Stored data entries

::::

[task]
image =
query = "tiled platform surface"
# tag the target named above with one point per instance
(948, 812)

::::

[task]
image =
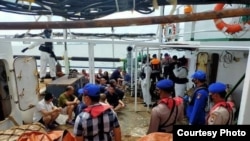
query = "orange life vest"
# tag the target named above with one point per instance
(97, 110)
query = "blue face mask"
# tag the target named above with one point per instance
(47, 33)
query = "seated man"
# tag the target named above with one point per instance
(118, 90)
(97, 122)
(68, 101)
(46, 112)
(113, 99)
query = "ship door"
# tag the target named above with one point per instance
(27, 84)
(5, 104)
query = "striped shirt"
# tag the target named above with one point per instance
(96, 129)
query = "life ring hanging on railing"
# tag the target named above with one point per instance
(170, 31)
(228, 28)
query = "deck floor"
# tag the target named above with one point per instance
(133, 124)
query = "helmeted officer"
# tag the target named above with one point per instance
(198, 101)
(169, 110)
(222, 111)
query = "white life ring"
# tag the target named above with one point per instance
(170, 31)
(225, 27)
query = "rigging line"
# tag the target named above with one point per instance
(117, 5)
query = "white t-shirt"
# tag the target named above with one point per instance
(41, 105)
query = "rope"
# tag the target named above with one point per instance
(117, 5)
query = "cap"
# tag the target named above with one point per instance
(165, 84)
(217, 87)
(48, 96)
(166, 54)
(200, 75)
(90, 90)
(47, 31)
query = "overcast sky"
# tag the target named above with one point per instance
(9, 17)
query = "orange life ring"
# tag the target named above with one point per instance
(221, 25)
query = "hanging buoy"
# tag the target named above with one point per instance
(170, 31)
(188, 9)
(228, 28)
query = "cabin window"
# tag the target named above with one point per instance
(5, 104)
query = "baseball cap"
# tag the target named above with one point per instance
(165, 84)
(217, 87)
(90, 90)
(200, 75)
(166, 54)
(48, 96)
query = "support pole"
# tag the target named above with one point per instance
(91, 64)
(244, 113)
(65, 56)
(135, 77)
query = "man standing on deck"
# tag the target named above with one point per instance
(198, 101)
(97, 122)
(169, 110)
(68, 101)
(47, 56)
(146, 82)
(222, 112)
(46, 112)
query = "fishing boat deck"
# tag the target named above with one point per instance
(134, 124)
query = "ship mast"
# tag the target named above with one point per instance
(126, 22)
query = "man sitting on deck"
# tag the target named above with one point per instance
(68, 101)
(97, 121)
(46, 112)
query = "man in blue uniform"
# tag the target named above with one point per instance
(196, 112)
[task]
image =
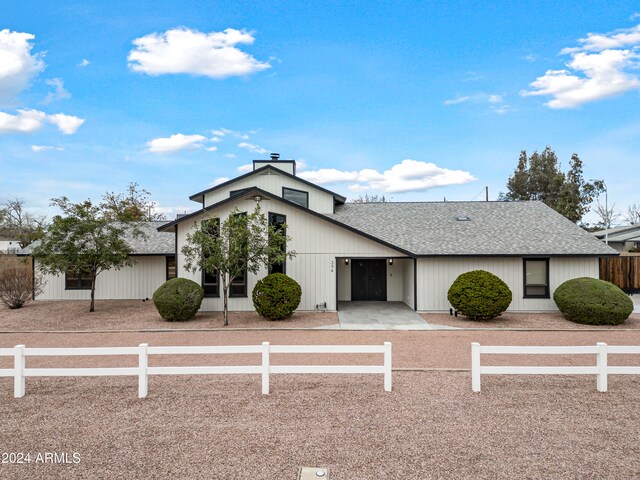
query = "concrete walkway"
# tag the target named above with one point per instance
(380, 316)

::::

▶ [STATED EXERCISE] State how many lines of the records above contain the string "deck". Give only the number.

▶ [SOLUTION FOR THIS PROBLEM] 4